(Entries that point to named objects)
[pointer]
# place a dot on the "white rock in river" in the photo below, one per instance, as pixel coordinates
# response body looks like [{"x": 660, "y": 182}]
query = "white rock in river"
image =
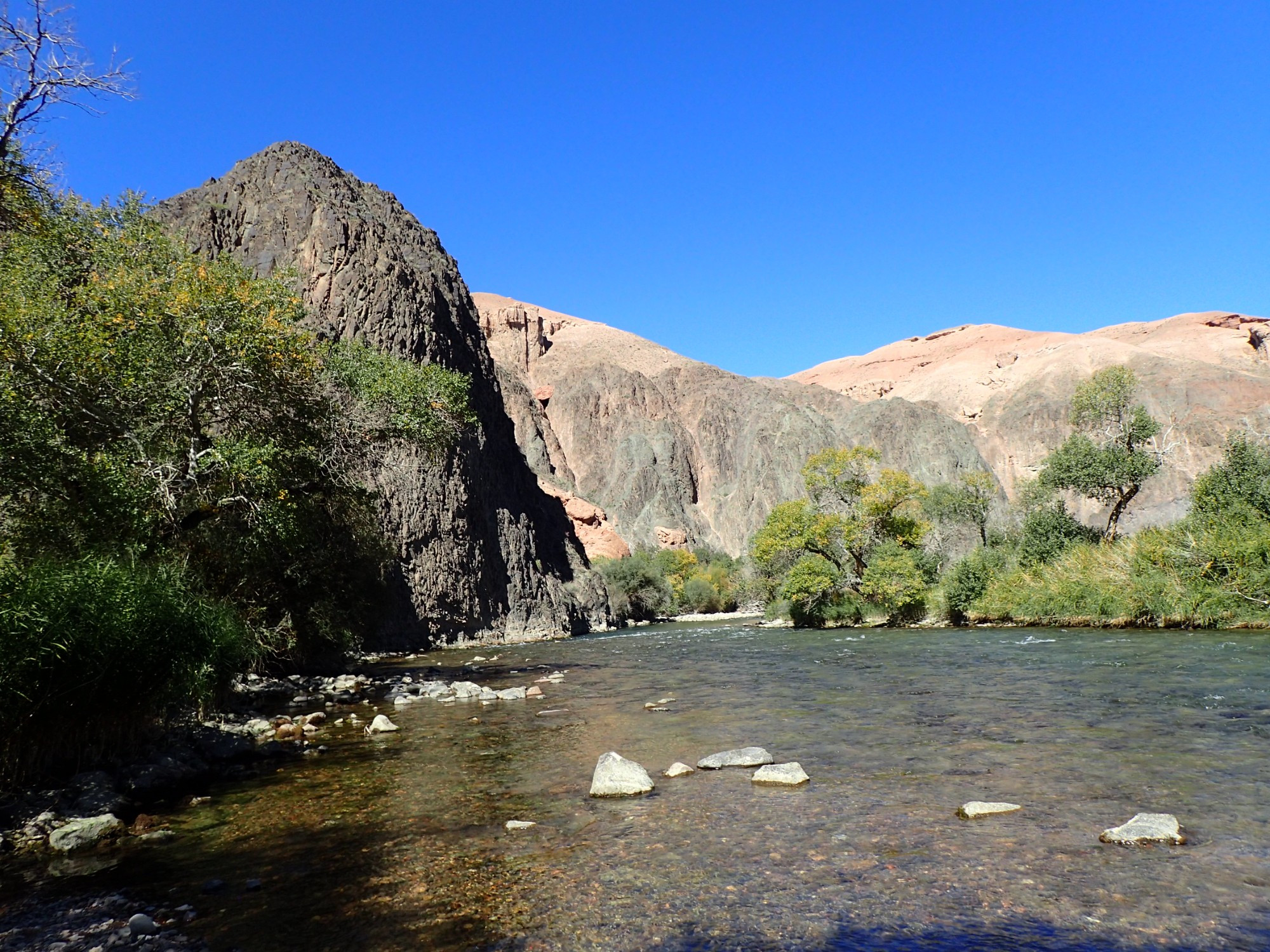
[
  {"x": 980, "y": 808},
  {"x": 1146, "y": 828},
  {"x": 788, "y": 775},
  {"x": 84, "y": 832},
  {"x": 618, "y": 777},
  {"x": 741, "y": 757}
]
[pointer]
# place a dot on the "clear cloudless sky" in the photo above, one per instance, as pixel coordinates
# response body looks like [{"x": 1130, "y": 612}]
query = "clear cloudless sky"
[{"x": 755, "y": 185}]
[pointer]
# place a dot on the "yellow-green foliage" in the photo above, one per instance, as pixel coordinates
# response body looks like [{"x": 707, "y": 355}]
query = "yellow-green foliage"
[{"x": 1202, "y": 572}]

What you need to do: Turn all the lines of the entries above into a numbered list, skipping any blank lines. Leave the picture out of your answer.

The output:
1. [pointer]
2. # place a dot on the "white rock in river" in the photo below, one per instance, as pixel coordinates
3. # response body looks like [{"x": 660, "y": 182}]
4. query = "white rock in river"
5. image =
6. [
7.   {"x": 980, "y": 808},
8.   {"x": 1146, "y": 828},
9.   {"x": 788, "y": 775},
10.   {"x": 84, "y": 832},
11.   {"x": 618, "y": 777},
12.   {"x": 741, "y": 757}
13. ]
14. [pointer]
15. # place a dot on the "clear cloudless sky" in the photo above, one per instance, as pixel coordinates
16. # response body looks like [{"x": 1130, "y": 612}]
17. query = "clear cloudless sky"
18. [{"x": 755, "y": 185}]
19. [pointer]
20. # place a dot on the "yellow-green foliage" in the photo above, one per instance, as pixel coordinates
21. # response body looks like [{"x": 707, "y": 355}]
22. query = "yellow-green foliage"
23. [{"x": 1202, "y": 572}]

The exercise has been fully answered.